Extract to read:

----

May 13, 2010

Where Did He Come From? (BTP # 2)

(photo of volvox algae courtesy of Martin B. Short PhD)

Although I found the words below almost immediately, I gave up trying to use them in a poem after about ten tries. Instead, began to remember who I got them from. It is by no means a great work of poetry...but it's written with love.
aqueous flagella amorphous polynomials
advection velocimetry quadratically
peclet volvox

When contemplating this word spaghetti
I find myself in awed amazement
on some small snip of boy I birthed.
Who’s nose I wiped,
and forced to bathe,
and eat broccoli without Cheez Whiz.
Who hated sports,
was scared to death of aliens,
and the theme from "Unsolved Mysteries".
Who collected leaves and rocks and
shells and bits of interesting nothing,
and shot out all our windows
with his b.b. gun
while pretending to kill aliens.
To think this stubborn, odd, and funny child,
with all his quirks and wild imagination,
could grow into a man that would
use these words quite casually
in daily conversation.

----

Task requirements:
- 1) Reproduce the blog post about the son between "May 13, 2010" and "written with love.", inclusive.
- 2) In the blog post about the son, what was the boy scared of?
- 3) Extend the blog post about the son past its final line.

[Dataset excerpts]
----

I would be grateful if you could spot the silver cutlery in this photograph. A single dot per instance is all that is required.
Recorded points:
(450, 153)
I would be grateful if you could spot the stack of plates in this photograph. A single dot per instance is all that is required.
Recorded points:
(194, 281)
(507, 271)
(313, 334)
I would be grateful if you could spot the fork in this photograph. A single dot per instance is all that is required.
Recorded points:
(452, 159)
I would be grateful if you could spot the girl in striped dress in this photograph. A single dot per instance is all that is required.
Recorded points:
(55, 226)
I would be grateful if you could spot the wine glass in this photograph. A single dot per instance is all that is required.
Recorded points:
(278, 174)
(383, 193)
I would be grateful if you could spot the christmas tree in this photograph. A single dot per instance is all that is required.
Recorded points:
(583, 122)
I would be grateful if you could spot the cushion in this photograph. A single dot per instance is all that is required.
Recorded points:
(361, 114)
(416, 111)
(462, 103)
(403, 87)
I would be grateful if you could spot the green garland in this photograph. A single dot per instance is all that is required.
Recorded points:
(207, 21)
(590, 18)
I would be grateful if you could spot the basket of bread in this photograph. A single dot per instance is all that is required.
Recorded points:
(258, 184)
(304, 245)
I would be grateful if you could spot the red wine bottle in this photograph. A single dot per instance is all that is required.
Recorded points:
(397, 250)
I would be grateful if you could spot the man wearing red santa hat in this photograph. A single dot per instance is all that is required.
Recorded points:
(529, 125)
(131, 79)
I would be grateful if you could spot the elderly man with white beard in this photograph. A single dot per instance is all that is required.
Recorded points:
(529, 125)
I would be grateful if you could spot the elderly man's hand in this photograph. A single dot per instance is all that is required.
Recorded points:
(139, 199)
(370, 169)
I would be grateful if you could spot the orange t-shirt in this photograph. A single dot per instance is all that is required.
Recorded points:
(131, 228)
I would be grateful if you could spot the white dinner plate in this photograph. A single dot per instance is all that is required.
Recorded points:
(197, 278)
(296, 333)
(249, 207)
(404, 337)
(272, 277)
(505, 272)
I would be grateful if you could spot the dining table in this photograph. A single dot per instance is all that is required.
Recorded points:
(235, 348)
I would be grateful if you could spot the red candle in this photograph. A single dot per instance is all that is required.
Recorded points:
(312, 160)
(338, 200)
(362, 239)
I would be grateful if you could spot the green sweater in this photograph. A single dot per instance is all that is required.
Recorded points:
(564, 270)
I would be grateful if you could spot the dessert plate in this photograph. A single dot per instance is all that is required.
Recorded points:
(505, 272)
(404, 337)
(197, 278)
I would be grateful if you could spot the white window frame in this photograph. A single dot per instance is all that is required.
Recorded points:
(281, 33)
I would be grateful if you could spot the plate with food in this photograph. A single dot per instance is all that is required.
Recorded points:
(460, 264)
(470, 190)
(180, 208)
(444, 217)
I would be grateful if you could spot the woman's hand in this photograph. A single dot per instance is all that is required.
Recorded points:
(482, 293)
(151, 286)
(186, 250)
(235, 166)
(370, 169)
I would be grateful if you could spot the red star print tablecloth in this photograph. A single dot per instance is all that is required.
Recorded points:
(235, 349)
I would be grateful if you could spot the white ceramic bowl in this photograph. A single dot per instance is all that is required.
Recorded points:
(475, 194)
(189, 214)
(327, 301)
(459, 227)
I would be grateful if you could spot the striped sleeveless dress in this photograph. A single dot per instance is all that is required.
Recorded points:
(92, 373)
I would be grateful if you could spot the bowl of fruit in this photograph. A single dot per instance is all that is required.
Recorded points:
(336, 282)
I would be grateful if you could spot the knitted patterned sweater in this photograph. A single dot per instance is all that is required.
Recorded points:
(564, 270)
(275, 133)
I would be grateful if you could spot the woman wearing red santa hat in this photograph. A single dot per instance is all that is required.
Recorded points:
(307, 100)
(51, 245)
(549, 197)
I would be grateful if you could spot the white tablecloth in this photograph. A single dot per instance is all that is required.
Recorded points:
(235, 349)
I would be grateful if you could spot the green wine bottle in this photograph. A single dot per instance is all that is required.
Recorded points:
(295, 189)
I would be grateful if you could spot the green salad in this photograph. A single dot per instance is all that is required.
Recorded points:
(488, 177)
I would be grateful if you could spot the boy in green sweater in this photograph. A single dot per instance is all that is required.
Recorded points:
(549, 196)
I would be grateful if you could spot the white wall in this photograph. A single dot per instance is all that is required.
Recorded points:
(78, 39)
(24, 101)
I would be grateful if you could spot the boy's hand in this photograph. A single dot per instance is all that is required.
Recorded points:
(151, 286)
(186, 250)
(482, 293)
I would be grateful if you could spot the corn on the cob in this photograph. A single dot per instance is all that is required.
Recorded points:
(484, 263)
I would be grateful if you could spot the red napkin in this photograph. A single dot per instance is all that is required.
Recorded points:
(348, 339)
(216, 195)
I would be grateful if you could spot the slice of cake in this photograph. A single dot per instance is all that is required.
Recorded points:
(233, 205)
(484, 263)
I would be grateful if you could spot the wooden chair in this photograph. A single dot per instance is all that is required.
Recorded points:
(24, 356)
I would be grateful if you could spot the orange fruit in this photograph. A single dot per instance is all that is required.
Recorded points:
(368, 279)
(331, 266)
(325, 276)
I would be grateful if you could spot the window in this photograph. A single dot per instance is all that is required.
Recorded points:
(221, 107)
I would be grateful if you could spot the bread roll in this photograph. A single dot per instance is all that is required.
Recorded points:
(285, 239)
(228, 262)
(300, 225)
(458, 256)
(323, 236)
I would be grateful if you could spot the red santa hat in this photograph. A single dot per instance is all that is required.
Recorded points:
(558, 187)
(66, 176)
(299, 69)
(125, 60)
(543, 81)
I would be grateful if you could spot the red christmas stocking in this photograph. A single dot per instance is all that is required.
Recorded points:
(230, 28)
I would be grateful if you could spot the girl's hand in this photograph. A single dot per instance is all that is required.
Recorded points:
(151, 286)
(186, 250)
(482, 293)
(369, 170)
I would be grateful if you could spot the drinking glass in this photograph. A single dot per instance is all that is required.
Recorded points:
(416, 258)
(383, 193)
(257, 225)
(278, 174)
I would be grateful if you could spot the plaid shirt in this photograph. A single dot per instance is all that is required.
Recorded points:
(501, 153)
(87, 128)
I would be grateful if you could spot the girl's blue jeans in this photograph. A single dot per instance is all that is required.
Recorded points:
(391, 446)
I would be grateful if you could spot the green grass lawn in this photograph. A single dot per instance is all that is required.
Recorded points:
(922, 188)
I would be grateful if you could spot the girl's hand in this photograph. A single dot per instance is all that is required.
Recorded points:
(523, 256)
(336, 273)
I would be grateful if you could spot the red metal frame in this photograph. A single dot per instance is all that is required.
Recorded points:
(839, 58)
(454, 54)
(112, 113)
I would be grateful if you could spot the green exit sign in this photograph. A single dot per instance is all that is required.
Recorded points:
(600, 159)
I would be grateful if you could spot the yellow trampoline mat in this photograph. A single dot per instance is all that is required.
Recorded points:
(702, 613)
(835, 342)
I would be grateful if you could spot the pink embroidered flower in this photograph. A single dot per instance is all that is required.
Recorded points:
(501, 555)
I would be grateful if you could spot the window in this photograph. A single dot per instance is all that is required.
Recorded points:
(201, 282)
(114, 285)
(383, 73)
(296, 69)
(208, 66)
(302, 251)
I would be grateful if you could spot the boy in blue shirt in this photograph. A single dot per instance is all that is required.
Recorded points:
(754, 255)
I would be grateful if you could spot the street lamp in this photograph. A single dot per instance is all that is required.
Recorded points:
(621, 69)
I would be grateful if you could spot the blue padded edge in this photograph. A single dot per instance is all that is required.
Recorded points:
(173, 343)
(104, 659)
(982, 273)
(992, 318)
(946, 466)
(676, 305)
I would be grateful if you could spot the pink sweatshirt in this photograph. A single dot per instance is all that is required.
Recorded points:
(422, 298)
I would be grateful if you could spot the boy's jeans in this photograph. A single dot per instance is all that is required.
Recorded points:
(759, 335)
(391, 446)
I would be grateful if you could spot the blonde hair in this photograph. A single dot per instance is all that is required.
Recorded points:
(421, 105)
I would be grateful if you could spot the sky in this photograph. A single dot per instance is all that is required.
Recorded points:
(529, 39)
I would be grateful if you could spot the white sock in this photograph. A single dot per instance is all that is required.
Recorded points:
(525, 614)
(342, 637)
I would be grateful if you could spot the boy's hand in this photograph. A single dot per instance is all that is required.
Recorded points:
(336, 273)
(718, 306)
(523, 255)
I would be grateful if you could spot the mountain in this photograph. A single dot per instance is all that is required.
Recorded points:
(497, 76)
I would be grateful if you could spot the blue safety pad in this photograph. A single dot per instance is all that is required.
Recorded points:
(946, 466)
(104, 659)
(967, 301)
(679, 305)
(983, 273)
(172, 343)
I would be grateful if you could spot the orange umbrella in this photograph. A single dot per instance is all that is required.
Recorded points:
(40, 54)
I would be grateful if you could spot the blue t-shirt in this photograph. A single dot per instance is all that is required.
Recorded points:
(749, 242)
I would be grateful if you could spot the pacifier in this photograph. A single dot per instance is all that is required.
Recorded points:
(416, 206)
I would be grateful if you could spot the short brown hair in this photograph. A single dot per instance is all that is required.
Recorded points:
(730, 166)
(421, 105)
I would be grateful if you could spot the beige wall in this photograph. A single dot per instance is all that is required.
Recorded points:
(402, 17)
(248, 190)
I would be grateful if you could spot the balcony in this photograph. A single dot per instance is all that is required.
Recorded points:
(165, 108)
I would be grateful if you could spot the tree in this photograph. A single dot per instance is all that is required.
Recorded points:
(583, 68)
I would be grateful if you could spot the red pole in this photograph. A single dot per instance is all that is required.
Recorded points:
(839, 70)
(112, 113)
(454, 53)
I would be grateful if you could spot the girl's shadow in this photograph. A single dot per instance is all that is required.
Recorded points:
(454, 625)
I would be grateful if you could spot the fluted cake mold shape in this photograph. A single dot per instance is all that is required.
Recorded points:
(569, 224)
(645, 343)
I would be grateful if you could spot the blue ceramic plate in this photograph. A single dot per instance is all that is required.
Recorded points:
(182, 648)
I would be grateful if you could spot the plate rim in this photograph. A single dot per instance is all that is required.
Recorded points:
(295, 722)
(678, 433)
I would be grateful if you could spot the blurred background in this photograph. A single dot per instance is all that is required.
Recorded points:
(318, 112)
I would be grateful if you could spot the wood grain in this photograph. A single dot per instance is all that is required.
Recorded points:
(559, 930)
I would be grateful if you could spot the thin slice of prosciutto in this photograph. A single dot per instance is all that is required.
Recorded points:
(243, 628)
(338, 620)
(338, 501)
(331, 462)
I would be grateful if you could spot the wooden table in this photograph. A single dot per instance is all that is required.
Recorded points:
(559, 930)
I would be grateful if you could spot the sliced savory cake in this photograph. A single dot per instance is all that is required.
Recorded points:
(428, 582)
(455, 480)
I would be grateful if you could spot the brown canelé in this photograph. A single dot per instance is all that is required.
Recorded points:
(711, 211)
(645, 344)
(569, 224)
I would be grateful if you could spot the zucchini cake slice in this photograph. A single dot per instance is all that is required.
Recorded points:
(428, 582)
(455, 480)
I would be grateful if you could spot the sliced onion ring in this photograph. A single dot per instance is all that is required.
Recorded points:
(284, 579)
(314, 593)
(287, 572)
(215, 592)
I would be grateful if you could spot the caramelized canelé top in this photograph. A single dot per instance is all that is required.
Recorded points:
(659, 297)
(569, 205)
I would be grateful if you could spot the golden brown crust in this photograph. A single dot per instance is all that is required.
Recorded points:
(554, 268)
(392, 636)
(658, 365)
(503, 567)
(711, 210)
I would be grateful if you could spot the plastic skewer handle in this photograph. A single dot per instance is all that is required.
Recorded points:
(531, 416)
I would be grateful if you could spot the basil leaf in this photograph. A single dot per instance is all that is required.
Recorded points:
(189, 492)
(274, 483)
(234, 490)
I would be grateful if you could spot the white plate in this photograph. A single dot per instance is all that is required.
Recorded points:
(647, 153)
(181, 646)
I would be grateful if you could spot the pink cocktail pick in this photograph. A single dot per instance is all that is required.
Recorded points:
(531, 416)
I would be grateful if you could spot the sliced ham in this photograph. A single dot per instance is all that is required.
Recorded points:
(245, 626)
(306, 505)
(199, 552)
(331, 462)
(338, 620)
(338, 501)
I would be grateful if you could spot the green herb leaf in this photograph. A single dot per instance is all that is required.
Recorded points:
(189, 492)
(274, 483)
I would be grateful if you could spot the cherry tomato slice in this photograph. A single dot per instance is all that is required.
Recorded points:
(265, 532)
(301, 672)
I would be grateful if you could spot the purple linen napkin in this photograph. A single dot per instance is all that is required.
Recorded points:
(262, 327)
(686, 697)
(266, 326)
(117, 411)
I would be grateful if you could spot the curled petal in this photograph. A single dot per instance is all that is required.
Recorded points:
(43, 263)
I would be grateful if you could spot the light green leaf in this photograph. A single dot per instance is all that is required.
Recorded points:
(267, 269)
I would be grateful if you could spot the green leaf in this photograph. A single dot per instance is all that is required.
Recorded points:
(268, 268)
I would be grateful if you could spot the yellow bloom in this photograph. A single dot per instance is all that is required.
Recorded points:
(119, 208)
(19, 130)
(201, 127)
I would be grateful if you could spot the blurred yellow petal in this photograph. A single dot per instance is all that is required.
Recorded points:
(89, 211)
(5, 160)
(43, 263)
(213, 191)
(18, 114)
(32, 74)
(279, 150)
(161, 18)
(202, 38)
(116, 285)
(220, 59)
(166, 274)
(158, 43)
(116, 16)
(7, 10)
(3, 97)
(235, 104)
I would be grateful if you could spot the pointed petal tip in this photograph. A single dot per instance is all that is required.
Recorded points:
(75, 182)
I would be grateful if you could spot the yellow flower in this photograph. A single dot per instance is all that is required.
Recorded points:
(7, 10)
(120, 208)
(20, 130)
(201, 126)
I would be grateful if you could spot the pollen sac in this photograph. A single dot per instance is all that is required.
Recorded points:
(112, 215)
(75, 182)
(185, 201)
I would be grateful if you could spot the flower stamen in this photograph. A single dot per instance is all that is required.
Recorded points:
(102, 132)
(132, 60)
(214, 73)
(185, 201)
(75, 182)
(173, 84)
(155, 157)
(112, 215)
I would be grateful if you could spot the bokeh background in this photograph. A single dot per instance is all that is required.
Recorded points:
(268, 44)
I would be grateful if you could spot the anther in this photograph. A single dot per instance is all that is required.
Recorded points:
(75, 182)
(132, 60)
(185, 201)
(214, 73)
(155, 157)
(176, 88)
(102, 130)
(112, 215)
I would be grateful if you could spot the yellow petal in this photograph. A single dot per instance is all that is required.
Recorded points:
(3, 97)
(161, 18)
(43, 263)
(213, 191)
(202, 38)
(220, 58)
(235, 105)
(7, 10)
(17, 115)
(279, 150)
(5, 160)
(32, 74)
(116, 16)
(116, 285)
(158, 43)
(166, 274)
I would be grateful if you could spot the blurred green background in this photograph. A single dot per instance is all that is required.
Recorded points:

----

Per-task answers:
- 1)
May 13, 2010

Where Did He Come From? (BTP # 2)

(photo of volvox algae courtesy of Martin B. Short PhD)

Although I found the words below almost immediately, I gave up trying to use them in a poem after about ten tries. Instead, began to remember who I got them from. It is by no means a great work of poetry...but it's written with love.

- 2) Aliens and the theme from "Unsolved Mysteries."

- 3)
I found these words in one small section of my son's doctoral dissertation, entitled "Fluids, Form and Function: The Role of Fluid Dynamics in the Evolution of Stalactities, Icicles, and Aquatic Microorganisms." His dad and I continue to marvel at how a boy from a very small town, born to very average parents, could end up with the mind he has. (We believe he was abducted by aliens!)


  1. Wow and double wow. I bet you're proud of him. I loved the words; did you look them all up? or are they still a glorious mystery? Your description of your son as a small child rings all sorts of bells with me.

    The picture of the turquoise and orange swirls is gorgeous too.

  2. proof that a poem does not need big words to evoke the mixed filling of amazement, tenderness and nostalgia a mother feels when contemplating her children as they grow up...

  3. Great words, Cynthia, but you could have made life easier on yourself! It could still be fun to try and write a poem just relying on the sounds and similarities when there's no deadline to worry about. Astonishing where minds can take us, eh?

  4. Cynthia,
    What a loving tribute to your son. Our children never do cease to amaze us.

  5. I have made no children, but I live with a doctor (education). Neither of us has any idea what the other is talking about.

    I enjoyed this very much, and I appreciate your comments at Scrambled, Not Fried.

  6. I wouldn't have known what to do with those words either. I like your approach, and the love shines through so that makes a great poem. His success is your reward for suffering through those broken windows :).

  7. What a loving poem about your special son. I hope he reads this poem!

  8. I love how such a true meaning is inspired by words that have no meaning. There is so much love in this poem.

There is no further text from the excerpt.